WHAT IS REQUIRED - Copy out all of the records, exactly as they appear.

GIVEN RECORDS -
<<<<
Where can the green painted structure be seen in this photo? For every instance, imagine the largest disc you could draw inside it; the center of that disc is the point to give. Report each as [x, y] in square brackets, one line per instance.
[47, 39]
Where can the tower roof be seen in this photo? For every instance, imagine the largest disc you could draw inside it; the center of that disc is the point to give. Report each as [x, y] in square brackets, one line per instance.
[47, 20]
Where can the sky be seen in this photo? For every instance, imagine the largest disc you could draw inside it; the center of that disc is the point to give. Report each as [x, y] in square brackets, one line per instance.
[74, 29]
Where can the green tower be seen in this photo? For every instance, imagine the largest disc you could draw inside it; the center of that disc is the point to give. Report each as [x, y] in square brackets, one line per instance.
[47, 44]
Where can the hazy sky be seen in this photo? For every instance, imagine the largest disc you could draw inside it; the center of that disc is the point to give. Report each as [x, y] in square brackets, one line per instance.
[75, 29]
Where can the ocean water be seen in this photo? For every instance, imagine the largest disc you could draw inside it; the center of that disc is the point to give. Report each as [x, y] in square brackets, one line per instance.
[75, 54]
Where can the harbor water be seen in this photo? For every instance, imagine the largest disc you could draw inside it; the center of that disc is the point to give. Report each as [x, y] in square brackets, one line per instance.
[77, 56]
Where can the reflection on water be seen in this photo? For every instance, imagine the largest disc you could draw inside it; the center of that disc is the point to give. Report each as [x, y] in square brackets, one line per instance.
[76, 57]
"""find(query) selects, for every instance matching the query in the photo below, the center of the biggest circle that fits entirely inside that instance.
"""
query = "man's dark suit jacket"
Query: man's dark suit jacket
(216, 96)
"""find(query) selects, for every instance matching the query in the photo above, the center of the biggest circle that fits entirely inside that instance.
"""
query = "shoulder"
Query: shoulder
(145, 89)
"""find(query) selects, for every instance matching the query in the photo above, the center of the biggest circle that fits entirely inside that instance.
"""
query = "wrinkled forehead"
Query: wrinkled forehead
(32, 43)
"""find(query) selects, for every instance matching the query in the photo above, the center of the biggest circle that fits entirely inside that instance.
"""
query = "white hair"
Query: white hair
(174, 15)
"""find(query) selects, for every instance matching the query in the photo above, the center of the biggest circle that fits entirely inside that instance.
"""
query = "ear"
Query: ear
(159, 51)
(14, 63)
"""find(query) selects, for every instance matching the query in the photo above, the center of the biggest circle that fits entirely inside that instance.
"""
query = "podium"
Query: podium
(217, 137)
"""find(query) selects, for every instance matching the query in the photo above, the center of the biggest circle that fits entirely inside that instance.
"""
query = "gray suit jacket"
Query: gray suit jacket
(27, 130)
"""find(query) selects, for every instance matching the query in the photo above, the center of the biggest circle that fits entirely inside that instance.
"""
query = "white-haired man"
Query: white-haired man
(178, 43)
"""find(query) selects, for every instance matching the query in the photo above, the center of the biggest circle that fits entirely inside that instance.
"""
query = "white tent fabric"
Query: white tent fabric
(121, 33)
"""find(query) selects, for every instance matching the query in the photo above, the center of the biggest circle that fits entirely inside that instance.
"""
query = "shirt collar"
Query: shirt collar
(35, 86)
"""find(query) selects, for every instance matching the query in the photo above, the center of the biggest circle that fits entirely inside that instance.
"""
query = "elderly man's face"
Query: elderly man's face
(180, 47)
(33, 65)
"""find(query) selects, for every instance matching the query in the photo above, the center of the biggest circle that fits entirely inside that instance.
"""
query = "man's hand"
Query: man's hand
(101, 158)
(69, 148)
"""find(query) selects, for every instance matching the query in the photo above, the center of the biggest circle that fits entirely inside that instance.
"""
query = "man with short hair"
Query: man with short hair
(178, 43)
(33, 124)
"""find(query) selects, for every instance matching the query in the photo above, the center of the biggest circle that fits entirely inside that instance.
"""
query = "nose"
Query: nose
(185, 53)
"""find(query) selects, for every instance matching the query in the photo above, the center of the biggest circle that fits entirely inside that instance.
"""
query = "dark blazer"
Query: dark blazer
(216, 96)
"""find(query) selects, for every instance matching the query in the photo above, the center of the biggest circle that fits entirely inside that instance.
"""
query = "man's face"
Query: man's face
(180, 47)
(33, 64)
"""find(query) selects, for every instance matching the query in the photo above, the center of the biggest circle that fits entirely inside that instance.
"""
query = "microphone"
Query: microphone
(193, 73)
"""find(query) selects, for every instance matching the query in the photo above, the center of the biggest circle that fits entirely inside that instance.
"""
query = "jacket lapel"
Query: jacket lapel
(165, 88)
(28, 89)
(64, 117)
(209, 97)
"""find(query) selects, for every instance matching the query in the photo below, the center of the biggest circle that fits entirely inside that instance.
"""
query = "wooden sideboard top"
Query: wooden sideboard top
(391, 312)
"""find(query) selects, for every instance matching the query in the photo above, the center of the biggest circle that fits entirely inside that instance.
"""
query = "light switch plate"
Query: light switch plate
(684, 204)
>>>>
SOLUTION TO THIS EXERCISE -
Where can the green painted structure be seen in this photo? For every instance, imagine the largest disc you could draw inside it; the center of that disc is the point to give. Report each as [x, y] in square brackets, one line per instance.
[47, 39]
Where can the tower roof be seen in this photo? For every instance, imagine the largest disc you could draw inside it; the center of that disc is the point to give. Report each as [x, y] in square brackets, one line per instance.
[47, 20]
Where can the sky be seen in this photo? For every instance, imagine the largest disc you could draw inside it; the center of that disc is the point to give. Report each as [x, y] in square brackets, one line per instance.
[74, 29]
Where can the green tower be seen in this photo? For every instance, imagine the largest disc you could draw inside it; the center of that disc is the point to give. Report each as [x, y] in square brackets, one line per instance.
[47, 44]
Where can the hazy sky be seen in this photo? For every instance, imagine the largest disc you could draw inside it; the center of that disc is the point to give. Report each as [x, y] in square brackets, one line per instance.
[75, 29]
Where can the ocean water be seen in this photo? For every instance, imagine the largest disc you could draw inside it; the center of that disc is the point to give. Report each as [x, y] in square brackets, one line per instance.
[75, 54]
Where can the harbor water be seen in this photo? For every instance, imagine the largest disc you could draw inside it; the center of that disc is the point to give. Report each as [x, y] in square brackets, one line per instance.
[77, 56]
Where can the reflection on water be seen in this photo? For every instance, imagine the largest disc you could draw inside it; the center of that disc is the point to give. Report each as [x, y] in square brackets, one line per instance.
[76, 57]
"""find(query) selects, for every instance matching the query in the photo below, the center of the biggest circle that fits entirely inside that instance.
"""
query = "man's dark suit jacket"
Query: man's dark suit jacket
(216, 96)
"""find(query) selects, for every instance matching the query in the photo above, the center of the biggest circle that fits entirely inside that instance.
"""
query = "shoulder"
Query: shoulder
(145, 89)
"""find(query) selects, for every instance matching the query in the photo above, the center of the biggest circle that fits entirely inside that instance.
"""
query = "wrinkled forehead"
Query: wrinkled forehead
(32, 43)
"""find(query) selects, for every instance matching the query in the photo above, the center of the biggest circle that fits entirely inside that instance.
"""
query = "white hair"
Query: white hair
(174, 15)
"""find(query) selects, for every instance matching the query in the photo above, the center of the biggest circle that fits entirely inside that instance.
"""
query = "ear"
Query: ear
(159, 51)
(14, 63)
"""find(query) selects, for every instance matching the query in the photo above, the center of the biggest circle that fits entirely inside that instance.
"""
query = "podium"
Query: podium
(217, 137)
"""find(query) selects, for every instance matching the query in the photo above, the center of the biggest circle that fits entirely inside that instance.
"""
query = "gray suit jacket"
Query: gray suit jacket
(27, 130)
"""find(query) selects, for every instance matching the query in the photo above, the center of the biggest circle that fits entirely inside that instance.
"""
query = "white-haired man"
Query: white-haired man
(178, 43)
"""find(query) selects, for every instance matching the query in the photo above, the center of the biggest circle that fits entirely inside that instance.
"""
query = "white tent fabric"
Query: white tent fabric
(121, 33)
"""find(query) selects, for every instance matching the query in the photo above, the center of the biggest circle that fits entirely inside that instance.
"""
query = "shirt collar"
Query: shirt collar
(35, 86)
"""find(query) selects, for every instance matching the query in the photo above, the center of the biggest circle that fits entirely inside that instance.
"""
query = "elderly man's face"
Query: elderly man's face
(180, 47)
(33, 65)
"""find(query) selects, for every instance matching the query in the photo above, the center of the biggest circle that fits entirely inside that instance.
"""
query = "man's hand"
Query: man's hand
(101, 158)
(69, 148)
"""find(query) selects, for every instance matching the query in the photo above, the center of the biggest circle that fits entirely inside that instance.
"""
query = "man with short hair"
Query: man with short hair
(178, 43)
(33, 124)
"""find(query) selects, for every instance matching the query in the photo above, the center of the biggest circle that fits entirely inside that instance.
"""
query = "nose"
Query: nose
(185, 53)
"""find(query) selects, for every instance matching the query in the photo above, the center of the biggest circle that fits entirely inside that instance.
"""
query = "dark blazer"
Query: dark blazer
(216, 96)
"""find(query) selects, for every instance matching the query in the photo above, the center of the biggest circle that fits entirely inside that instance.
"""
query = "man's face"
Query: man's face
(180, 47)
(33, 64)
"""find(query) selects, for every instance matching the query in the photo above, the center of the biggest circle that fits entirely inside that instance.
"""
query = "microphone"
Query: microphone
(193, 73)
"""find(query) selects, for every instance matching the query in the photo above, the center of the biggest circle that fits entirely inside that instance.
"""
query = "jacket lapel"
Query: jacket lapel
(165, 88)
(28, 89)
(64, 117)
(209, 97)
"""find(query) selects, for every instance matching the query in the photo below, the center of the biggest circle that fits entirely inside that instance.
"""
query = "wooden sideboard top"
Query: wooden sideboard top
(391, 312)
"""find(query) selects, for every instance matching the query in the photo above, the center of the biggest circle that fits entirely inside that instance.
"""
query = "light switch plate"
Query: light switch plate
(684, 204)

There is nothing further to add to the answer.